List every line in the records that contains the word "ground", copying each one in full.

start Task input

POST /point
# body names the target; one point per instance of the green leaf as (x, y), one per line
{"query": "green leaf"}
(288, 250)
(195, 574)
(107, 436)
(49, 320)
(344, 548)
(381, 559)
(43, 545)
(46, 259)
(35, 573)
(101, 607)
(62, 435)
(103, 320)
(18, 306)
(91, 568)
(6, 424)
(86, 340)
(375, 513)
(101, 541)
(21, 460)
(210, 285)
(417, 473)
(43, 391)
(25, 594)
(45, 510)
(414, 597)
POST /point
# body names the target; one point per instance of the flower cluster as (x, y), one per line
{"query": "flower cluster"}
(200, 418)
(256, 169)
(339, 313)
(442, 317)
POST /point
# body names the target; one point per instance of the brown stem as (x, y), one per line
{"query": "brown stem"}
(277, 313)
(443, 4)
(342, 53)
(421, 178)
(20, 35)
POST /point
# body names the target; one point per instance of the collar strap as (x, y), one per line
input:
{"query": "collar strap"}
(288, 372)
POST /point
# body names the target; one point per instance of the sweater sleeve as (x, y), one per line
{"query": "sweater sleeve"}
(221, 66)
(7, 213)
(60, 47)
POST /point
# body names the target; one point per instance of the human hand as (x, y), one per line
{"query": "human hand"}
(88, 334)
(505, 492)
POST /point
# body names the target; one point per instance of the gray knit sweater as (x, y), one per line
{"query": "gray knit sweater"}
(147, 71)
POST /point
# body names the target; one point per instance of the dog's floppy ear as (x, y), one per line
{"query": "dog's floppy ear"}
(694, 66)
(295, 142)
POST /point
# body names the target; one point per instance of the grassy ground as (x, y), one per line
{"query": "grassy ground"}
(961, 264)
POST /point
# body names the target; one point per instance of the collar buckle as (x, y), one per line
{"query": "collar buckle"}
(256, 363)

end Task input

**Solution below**
# body names the target; one point per instance of the grassy ground as (x, y), one per line
{"query": "grassy ground"}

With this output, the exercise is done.